▶ [Items from a dataset]:
····················
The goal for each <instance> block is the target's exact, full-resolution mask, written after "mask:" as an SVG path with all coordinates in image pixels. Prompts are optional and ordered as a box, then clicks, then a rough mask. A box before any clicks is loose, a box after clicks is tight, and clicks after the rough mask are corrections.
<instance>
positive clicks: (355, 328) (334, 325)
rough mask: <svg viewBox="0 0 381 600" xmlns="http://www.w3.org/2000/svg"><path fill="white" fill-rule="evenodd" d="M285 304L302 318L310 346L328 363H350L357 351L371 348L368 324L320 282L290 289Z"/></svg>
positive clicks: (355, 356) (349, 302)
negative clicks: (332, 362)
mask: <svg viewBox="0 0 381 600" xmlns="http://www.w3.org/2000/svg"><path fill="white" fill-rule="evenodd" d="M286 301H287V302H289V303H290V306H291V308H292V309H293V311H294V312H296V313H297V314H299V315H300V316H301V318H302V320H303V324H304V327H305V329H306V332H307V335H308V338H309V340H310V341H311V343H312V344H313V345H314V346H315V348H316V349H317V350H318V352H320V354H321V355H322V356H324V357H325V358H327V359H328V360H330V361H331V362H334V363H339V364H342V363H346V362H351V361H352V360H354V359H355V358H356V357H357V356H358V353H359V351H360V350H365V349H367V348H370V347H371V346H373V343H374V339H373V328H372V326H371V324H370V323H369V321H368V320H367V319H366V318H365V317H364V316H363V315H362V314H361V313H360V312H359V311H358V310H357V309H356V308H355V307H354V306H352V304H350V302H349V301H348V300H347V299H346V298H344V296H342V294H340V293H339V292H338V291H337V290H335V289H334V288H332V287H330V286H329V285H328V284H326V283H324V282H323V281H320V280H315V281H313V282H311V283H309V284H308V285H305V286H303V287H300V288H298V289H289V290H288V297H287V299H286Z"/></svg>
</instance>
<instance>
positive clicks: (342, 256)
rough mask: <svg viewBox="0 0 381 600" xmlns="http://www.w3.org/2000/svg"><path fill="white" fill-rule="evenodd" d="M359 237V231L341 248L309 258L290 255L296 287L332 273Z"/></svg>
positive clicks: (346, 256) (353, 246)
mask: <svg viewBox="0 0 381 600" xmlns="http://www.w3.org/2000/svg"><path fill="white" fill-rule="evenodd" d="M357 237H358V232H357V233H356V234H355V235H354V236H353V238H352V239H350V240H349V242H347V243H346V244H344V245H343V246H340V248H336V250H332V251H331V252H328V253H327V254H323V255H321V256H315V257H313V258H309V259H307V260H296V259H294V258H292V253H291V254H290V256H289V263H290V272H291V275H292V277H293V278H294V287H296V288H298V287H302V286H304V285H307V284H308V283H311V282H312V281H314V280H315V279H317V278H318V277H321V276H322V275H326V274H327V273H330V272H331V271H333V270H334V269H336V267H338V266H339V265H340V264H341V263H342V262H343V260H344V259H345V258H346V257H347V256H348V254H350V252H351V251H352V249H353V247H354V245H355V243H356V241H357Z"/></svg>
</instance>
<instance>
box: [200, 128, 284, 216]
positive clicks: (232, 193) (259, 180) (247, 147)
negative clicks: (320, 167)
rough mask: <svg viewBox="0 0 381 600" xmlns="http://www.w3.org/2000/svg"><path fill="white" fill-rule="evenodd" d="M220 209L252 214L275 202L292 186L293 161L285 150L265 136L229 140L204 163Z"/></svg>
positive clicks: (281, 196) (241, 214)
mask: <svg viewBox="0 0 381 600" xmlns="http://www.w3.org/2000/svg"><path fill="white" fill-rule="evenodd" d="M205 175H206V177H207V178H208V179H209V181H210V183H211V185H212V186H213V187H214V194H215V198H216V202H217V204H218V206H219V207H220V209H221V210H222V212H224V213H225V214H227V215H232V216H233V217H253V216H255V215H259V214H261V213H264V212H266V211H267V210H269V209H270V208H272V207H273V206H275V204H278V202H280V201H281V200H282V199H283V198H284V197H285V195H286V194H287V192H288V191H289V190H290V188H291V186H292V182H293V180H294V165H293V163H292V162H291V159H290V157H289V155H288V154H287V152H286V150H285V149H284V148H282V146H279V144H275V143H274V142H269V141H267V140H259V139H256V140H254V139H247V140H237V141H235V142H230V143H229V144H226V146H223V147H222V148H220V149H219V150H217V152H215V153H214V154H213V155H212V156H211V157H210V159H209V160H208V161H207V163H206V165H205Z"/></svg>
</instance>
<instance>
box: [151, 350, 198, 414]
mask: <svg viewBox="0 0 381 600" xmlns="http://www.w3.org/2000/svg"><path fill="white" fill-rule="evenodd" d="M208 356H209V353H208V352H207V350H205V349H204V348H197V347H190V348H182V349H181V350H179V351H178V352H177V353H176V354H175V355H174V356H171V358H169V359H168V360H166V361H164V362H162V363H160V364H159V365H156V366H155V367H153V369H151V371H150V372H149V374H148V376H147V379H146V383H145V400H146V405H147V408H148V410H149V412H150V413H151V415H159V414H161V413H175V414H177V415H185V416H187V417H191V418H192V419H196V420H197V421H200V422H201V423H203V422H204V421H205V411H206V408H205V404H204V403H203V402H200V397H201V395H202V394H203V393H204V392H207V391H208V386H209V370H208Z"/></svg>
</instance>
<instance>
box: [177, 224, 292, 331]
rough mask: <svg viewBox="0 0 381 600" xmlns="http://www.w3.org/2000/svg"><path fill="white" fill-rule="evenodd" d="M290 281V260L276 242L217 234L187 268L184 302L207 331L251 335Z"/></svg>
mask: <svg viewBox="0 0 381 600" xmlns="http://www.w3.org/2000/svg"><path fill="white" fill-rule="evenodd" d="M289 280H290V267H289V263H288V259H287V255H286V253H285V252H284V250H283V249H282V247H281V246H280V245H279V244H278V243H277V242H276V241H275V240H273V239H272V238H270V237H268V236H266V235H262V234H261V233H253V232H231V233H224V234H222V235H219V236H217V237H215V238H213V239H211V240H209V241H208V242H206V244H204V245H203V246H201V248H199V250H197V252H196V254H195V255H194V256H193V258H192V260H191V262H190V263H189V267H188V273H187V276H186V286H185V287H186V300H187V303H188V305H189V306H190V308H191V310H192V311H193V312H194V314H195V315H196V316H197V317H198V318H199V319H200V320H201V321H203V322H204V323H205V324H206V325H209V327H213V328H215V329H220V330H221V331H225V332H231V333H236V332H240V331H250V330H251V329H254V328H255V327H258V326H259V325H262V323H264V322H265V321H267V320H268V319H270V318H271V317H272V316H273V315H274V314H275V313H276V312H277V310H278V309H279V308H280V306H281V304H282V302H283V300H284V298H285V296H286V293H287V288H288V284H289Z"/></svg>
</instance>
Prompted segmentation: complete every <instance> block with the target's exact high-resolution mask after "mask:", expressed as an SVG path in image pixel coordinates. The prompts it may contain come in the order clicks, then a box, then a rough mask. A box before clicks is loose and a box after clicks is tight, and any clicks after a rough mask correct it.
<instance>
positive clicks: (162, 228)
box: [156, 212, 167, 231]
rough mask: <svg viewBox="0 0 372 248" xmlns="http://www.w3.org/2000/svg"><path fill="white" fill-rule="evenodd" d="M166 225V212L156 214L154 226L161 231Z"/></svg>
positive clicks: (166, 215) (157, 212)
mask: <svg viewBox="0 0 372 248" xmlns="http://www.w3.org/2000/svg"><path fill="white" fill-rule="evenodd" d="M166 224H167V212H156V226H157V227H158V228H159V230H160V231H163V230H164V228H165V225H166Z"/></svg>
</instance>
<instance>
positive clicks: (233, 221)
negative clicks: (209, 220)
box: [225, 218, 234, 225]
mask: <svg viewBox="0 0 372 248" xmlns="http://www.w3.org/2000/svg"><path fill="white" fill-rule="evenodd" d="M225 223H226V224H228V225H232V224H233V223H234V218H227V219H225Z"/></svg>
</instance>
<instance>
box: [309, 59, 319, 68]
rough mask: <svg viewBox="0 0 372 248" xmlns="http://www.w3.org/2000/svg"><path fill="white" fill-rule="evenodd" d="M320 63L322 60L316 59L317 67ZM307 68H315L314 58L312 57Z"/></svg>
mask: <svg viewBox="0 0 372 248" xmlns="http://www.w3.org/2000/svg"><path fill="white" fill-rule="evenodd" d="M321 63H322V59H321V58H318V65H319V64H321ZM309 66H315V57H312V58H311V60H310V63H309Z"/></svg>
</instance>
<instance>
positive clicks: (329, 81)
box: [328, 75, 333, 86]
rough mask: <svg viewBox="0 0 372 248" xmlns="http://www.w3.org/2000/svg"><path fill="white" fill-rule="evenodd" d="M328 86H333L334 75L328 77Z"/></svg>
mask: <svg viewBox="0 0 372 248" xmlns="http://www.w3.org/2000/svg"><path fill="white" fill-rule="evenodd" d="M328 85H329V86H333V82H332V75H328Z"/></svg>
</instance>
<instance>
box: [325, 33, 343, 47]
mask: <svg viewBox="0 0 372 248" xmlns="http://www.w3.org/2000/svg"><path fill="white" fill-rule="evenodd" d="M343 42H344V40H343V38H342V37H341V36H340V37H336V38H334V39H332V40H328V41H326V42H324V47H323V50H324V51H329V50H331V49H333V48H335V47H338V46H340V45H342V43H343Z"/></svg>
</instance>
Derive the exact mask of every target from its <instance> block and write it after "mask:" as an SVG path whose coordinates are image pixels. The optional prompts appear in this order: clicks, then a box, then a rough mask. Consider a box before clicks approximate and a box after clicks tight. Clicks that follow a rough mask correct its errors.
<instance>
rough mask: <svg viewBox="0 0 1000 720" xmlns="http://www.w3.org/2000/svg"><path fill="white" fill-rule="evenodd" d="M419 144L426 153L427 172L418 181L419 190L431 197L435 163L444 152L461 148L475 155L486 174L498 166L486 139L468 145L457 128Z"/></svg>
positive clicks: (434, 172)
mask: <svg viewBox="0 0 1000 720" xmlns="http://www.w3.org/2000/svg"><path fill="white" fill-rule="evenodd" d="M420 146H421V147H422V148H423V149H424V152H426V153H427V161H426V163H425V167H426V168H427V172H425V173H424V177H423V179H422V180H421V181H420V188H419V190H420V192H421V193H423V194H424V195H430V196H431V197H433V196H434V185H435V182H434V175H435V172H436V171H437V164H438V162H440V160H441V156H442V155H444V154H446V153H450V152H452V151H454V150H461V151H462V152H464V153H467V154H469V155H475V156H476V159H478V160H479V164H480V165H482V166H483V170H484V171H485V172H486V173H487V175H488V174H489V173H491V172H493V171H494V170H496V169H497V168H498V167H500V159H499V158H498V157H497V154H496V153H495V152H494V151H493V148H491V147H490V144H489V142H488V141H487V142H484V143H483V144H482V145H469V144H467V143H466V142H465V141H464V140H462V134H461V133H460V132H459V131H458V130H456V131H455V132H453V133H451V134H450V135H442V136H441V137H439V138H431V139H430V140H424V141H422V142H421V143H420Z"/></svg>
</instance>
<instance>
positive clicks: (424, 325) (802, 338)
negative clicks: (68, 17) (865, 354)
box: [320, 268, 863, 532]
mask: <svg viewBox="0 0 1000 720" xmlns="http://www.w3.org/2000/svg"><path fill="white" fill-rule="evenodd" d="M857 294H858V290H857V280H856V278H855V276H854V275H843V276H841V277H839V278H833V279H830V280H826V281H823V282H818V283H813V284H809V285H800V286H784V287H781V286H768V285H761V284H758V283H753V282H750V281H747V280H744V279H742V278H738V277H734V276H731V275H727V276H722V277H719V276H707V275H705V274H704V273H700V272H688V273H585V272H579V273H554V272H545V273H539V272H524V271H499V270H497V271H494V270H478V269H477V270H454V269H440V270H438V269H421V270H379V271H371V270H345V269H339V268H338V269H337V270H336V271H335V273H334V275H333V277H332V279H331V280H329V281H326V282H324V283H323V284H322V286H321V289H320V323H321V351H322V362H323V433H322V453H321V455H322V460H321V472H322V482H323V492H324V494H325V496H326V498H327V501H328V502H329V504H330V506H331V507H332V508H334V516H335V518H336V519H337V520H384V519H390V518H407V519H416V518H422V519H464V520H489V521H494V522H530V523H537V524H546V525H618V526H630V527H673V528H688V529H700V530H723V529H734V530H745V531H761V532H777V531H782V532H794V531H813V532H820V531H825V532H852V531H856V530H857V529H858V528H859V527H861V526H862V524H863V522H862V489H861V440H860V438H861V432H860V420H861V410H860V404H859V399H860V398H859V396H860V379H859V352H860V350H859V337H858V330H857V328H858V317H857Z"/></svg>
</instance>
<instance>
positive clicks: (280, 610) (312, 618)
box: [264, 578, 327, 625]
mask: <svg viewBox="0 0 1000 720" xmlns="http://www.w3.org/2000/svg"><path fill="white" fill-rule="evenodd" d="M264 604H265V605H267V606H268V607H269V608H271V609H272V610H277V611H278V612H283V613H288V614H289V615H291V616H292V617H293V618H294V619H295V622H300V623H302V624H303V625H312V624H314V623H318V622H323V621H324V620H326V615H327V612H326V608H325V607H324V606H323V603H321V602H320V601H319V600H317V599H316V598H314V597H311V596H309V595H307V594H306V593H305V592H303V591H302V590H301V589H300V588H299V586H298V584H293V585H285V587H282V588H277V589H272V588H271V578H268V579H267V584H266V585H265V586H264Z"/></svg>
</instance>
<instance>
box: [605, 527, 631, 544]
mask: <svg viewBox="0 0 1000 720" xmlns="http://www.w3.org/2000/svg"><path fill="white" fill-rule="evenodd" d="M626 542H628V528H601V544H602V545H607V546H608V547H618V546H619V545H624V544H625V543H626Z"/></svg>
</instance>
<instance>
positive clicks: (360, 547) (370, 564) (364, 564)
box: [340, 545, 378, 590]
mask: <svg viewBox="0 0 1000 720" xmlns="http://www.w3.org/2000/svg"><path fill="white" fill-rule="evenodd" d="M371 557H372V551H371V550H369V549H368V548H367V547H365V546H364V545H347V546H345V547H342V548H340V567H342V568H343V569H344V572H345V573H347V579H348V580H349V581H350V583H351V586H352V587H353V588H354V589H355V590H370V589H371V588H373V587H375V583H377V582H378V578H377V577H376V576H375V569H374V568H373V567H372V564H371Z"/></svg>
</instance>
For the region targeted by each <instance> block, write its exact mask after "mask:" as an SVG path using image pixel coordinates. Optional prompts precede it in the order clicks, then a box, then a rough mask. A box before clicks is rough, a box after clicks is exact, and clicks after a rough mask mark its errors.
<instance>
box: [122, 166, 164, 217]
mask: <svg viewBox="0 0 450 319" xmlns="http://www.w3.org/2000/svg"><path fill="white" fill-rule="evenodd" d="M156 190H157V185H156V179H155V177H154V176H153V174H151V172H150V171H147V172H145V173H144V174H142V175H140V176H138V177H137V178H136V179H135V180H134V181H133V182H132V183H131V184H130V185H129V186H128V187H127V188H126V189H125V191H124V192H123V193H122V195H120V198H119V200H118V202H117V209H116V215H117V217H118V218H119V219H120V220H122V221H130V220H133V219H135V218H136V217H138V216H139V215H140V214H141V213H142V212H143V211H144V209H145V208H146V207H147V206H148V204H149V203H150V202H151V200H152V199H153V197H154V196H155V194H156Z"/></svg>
····················
▶ [PROBLEM DESCRIPTION]:
Print the lines above, unchanged, from the start of the records to the line with "237V231L341 248L309 258L290", including that final line.

▶ [SOLUTION]:
The goal for each <instance> block is the target's exact, full-resolution mask, written after "mask:" as an SVG path with all coordinates in image pixels. Prompts are optional and ordered as a box, then clicks, then a rough mask. A box before any clicks is loose, a box after clicks is tight, and clicks after the rough mask are corrections.
<instance>
positive clicks: (355, 328) (334, 325)
rough mask: <svg viewBox="0 0 381 600" xmlns="http://www.w3.org/2000/svg"><path fill="white" fill-rule="evenodd" d="M285 304L302 318L310 346L328 363H350L357 351L371 348L368 324L320 282L290 289Z"/></svg>
positive clicks: (355, 356) (349, 302)
negative clicks: (332, 362)
mask: <svg viewBox="0 0 381 600" xmlns="http://www.w3.org/2000/svg"><path fill="white" fill-rule="evenodd" d="M286 301H287V302H289V303H290V306H291V308H292V309H293V311H294V312H296V313H297V314H299V315H300V316H301V318H302V320H303V324H304V327H305V329H306V332H307V335H308V338H309V340H310V341H311V343H312V344H313V345H314V346H315V348H316V349H317V350H318V352H320V354H321V355H322V356H324V357H325V358H327V359H328V360H330V361H331V362H334V363H339V364H342V363H346V362H351V361H352V360H354V359H355V358H356V357H357V356H358V353H359V351H360V350H365V349H367V348H370V347H371V346H373V343H374V339H373V328H372V326H371V324H370V323H369V321H368V320H367V319H366V318H365V317H364V316H363V315H362V314H361V313H360V312H359V311H358V310H357V309H356V308H355V307H354V306H352V304H350V302H349V301H348V300H347V299H346V298H344V296H342V294H340V293H339V292H338V291H337V290H335V289H334V288H332V287H330V286H329V285H328V284H326V283H324V282H323V281H320V280H315V281H313V282H311V283H309V284H308V285H305V286H303V287H300V288H298V289H289V290H288V297H287V299H286Z"/></svg>
</instance>
<instance>
positive clicks: (342, 256)
rough mask: <svg viewBox="0 0 381 600" xmlns="http://www.w3.org/2000/svg"><path fill="white" fill-rule="evenodd" d="M359 237V231L341 248L309 258L290 255L296 287L332 273Z"/></svg>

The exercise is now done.